*What is being asked*
Reproduce all of the records below, swapping every "segmentation" for "outline" and leaving everything else unchanged.

═══ Data provided

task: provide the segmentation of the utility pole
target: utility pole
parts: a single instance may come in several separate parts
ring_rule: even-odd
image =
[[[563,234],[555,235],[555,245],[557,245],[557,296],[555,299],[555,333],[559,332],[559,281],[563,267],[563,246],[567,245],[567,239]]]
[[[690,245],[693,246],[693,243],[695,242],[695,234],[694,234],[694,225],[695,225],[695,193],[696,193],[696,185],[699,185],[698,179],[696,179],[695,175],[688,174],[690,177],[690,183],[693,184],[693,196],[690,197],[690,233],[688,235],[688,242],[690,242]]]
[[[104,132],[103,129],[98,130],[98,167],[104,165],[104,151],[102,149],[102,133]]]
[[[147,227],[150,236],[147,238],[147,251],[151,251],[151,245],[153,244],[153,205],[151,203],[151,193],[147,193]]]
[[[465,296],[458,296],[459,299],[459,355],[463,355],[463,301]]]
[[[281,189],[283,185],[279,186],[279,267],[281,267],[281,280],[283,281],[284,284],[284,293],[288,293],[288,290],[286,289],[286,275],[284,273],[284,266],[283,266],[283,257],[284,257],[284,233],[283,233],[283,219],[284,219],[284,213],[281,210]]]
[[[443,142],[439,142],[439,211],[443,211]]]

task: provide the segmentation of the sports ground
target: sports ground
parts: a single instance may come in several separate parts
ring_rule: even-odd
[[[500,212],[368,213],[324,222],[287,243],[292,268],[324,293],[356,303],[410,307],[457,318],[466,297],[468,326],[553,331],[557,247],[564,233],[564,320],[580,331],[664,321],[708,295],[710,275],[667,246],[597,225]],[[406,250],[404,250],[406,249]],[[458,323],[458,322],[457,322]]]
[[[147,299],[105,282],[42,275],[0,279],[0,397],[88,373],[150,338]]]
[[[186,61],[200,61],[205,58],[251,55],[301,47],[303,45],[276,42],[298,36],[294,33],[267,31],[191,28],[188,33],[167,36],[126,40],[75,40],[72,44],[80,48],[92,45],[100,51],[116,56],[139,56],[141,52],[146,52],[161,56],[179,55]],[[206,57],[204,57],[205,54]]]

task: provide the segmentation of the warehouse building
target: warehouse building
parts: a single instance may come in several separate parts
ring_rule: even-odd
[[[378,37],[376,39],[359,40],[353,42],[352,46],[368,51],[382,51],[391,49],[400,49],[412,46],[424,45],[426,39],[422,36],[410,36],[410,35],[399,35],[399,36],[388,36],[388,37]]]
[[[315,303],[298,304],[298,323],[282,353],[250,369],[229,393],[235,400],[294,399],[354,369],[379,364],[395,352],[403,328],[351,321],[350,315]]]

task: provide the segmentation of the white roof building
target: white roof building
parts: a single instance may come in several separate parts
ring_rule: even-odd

══════

*The completed task*
task: provide the outline of the utility pole
target: utility pole
parts: a single instance may come in several separate parts
ring_rule: even-odd
image =
[[[563,234],[555,235],[555,245],[557,245],[557,296],[555,299],[555,333],[559,332],[559,281],[563,267],[563,246],[567,245],[567,239]]]
[[[690,245],[693,246],[693,243],[695,242],[695,234],[694,234],[694,225],[695,225],[695,193],[696,193],[696,185],[699,185],[698,179],[696,179],[695,175],[688,174],[690,177],[690,183],[693,184],[693,196],[690,197],[690,233],[688,235],[688,242],[690,242]]]
[[[104,132],[103,129],[98,130],[98,167],[104,165],[104,151],[102,149],[102,133]]]
[[[147,227],[150,236],[147,238],[147,251],[151,251],[151,245],[153,244],[153,205],[151,203],[151,193],[147,193]]]
[[[465,296],[458,296],[459,299],[459,355],[463,355],[463,301]]]
[[[281,189],[283,185],[279,186],[279,267],[281,267],[281,280],[283,281],[284,284],[284,293],[288,293],[288,290],[286,289],[286,275],[284,273],[284,266],[283,266],[283,257],[284,257],[284,233],[283,233],[283,219],[284,219],[284,213],[281,210]]]
[[[443,142],[439,142],[439,211],[443,211]]]

task: provide the outline of the sports ground
target: sports ground
parts: a single instance may come in several separate parts
ring_rule: even-odd
[[[500,212],[368,213],[324,222],[287,243],[292,268],[324,293],[356,303],[410,307],[457,318],[466,297],[468,326],[553,331],[557,247],[564,233],[564,320],[580,331],[664,321],[708,295],[710,275],[667,246],[597,225]],[[406,250],[404,250],[406,249]],[[458,323],[458,322],[457,322]]]
[[[147,299],[105,282],[42,275],[0,279],[0,397],[88,373],[150,338]]]
[[[186,61],[200,61],[205,58],[251,55],[301,47],[303,45],[276,42],[298,36],[294,33],[267,31],[191,28],[188,33],[167,36],[126,40],[75,40],[72,44],[80,48],[92,45],[100,51],[116,56],[139,56],[141,52],[146,52],[161,56],[179,55]],[[206,57],[204,57],[205,54]]]

task: provide the outline of the warehouse building
target: warehouse building
parts: a single instance may come in several separate parts
ring_rule: even-odd
[[[378,37],[376,39],[359,40],[353,42],[352,46],[368,51],[382,51],[391,49],[400,49],[412,46],[424,45],[426,39],[422,36],[410,36],[410,35],[399,35],[399,36],[388,36],[388,37]]]
[[[315,303],[298,304],[298,323],[282,353],[250,369],[229,393],[235,400],[294,399],[354,369],[379,364],[395,352],[403,328],[351,321],[350,315]]]

task: provide the outline of the white roof building
target: white roof building
parts: a single instance may come in several separate parts
ring_rule: even-odd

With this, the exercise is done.